::: LISTED RECORDS :::
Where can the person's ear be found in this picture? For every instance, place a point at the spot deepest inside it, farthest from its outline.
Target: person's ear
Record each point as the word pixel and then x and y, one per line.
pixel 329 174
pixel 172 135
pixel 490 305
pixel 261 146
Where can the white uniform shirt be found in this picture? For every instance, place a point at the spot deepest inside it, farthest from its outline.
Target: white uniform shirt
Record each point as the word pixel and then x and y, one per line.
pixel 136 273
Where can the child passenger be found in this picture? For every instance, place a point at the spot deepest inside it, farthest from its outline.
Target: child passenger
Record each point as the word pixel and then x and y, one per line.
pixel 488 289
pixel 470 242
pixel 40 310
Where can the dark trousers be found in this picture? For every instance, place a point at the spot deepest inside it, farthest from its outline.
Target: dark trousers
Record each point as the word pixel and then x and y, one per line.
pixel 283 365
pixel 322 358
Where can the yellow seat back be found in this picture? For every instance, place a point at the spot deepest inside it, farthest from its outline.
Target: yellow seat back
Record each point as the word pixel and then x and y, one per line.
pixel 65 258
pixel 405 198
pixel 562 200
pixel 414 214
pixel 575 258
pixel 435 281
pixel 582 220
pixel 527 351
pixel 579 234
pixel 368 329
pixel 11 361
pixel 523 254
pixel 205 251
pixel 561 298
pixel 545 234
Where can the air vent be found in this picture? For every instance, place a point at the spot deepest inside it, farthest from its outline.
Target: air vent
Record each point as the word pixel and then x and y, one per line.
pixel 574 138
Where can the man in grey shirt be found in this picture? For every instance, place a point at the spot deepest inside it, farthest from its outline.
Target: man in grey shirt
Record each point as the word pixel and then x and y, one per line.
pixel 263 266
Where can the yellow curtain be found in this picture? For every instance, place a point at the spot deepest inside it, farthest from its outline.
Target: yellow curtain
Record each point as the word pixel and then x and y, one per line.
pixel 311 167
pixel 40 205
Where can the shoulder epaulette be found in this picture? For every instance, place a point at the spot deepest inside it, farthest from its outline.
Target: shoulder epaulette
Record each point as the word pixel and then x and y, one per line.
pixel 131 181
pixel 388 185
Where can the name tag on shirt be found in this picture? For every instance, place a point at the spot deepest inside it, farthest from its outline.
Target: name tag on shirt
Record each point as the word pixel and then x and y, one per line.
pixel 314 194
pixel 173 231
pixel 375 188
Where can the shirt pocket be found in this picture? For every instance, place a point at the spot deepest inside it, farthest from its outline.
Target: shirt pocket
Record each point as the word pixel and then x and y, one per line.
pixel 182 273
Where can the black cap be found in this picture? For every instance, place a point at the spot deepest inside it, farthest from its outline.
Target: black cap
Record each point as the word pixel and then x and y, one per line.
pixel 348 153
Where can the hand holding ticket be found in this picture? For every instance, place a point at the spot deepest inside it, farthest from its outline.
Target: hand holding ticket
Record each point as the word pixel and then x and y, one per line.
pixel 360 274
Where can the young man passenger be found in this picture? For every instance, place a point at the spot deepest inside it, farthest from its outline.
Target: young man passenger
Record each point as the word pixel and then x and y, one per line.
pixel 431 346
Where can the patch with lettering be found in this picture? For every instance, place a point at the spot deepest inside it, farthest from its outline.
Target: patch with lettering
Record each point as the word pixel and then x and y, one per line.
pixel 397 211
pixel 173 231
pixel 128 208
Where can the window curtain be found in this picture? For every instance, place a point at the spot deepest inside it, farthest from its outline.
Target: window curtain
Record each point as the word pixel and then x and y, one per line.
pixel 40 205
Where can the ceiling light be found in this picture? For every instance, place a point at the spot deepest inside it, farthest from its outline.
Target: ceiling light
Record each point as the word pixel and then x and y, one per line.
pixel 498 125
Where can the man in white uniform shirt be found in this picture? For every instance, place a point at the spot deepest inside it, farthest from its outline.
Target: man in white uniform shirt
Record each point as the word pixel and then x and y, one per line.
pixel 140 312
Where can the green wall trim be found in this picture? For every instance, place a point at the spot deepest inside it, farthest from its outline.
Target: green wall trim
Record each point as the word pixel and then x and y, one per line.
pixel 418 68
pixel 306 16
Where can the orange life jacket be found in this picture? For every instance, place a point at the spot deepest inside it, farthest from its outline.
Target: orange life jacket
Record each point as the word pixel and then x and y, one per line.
:::
EXERCISE:
Please give the entries above again in full, exactly as written.

RESPONSE BELOW:
Where can the person's ear be found in this picture? For every instance, place a point at the spot deepest inside it, farthest from its outline.
Target: person's ear
Record each point as the word pixel and then x and y, one per line.
pixel 329 174
pixel 172 135
pixel 490 305
pixel 261 146
Where can the white uniform shirt be found in this picture? For every instance, place a point at the spot deepest inside it, farthest from its outline.
Target: white uniform shirt
Record each point as the word pixel and then x and y, one per line.
pixel 136 273
Where can the child passenger be found in this picture? For every instance, place a point at the spot deepest inside it, farthest from its outline.
Target: child passenger
Record each point as the word pixel and then x and y, one per line.
pixel 488 289
pixel 470 242
pixel 40 310
Where can the dark trousers be found in this picture? For every instance, place a point at the spot deepest inside it, farthest from its outline.
Target: dark trousers
Record each point as the word pixel and then x and y, one per line.
pixel 283 365
pixel 322 358
Where can the yellow seat back be found in this picture? For every instance, place a point at the spot deepest inside it, farthest from its outline.
Target: yellow seat back
Record each point as the word pixel and then x and y, one per line.
pixel 65 258
pixel 405 198
pixel 562 200
pixel 414 214
pixel 575 258
pixel 435 281
pixel 582 220
pixel 527 351
pixel 579 234
pixel 368 329
pixel 11 361
pixel 523 254
pixel 205 251
pixel 561 298
pixel 545 234
Where can the air vent be found in this picture? For every instance, place a point at the spot deepest inside it, farthest from its outline.
Target: air vent
Record each point as the word pixel and then x and y, one per line.
pixel 574 138
Where can the man in grey shirt be found in this picture? For every instance, place a point at the spot deepest inside it, farthest from its outline.
Target: man in grey shirt
Record each point as the word pixel and then x and y, one per line.
pixel 263 266
Where can the yellow curtain be found in this picture? For every instance, place a point at the spot deepest inside it, farthest from its outline.
Target: yellow curtain
Record each point as the word pixel and then x and y, one per line.
pixel 311 167
pixel 40 205
Where can the shoulder epaulette be found in this picture? For every instance, place a point at the spot deepest inside it, farthest from its outline.
Target: shoulder epaulette
Record each point as the word pixel and then x and y, one per line.
pixel 131 181
pixel 388 185
Where can the name tag on shirt be found in this picture? For every instance, place a point at the spot deepest inside it, farthest from its outline.
Target: name tag on shirt
Record each point as the word pixel and then x and y, one per line.
pixel 314 194
pixel 173 231
pixel 375 188
Where can the shirt pocket be found in this picture? For every instance, place a point at the spot deepest inside it, farthest from its outline.
Target: shirt pocket
Record each point as the word pixel and then x and y, one per line.
pixel 182 273
Where can the black cap be found in this picture? For every instance, place a point at the spot deepest inside it, farthest from its outline.
Target: black cap
Record each point as the word pixel and then x and y, one per line.
pixel 348 153
Where can the hand holding ticket be found in this picture? For every instance, place a point at the spot deepest inside it, farthest from its outline.
Target: hand holding ticket
Record each point as the word pixel and then x and y, one per line.
pixel 360 274
Where can the young man passenger be found in this picture? For every instance, place a point at the spot deepest inside it, farthest from its outline.
Target: young man passenger
Record each point as the word pixel and then x and y, one per line.
pixel 431 346
Where can the patch with lettering be found in this picture? For every instance, place a point at the spot deepest inside it, farthest from its outline.
Target: patch with lettering
Record each point as the word pixel and then x and y, one per line.
pixel 397 211
pixel 173 231
pixel 128 208
Where can the window curtain be found in this picture? For every instance, place a point at the spot deepest inside it, farthest from its outline.
Target: window curtain
Record each point as the word pixel and then x and y, one per line.
pixel 40 205
Where can the ceiling light be found in this picture? For every instance, place a point at the spot deepest inside it, farthest from its outline.
Target: ceiling light
Record each point as the word pixel and then x and y, one per line.
pixel 498 125
Where can the man in white uniform shirt be found in this picture? For every instance, place a point at the spot deepest inside it, farthest from its outline.
Target: man in white uniform shirt
Record each point as the word pixel and then x and y, one per line.
pixel 140 312
Where can the green wall trim be found in this picture? For every instance, place a point at the spot deepest inside it, farthest from its outline.
Target: green wall trim
Record each point as the word pixel and then x and y, one per line.
pixel 418 68
pixel 306 16
Where can the orange life jacket be found in this picture? For every instance, place a point at the spot deepest inside it, farthest from its outline.
Target: orange life jacket
Record each point as the word pixel and then x and y, one per line.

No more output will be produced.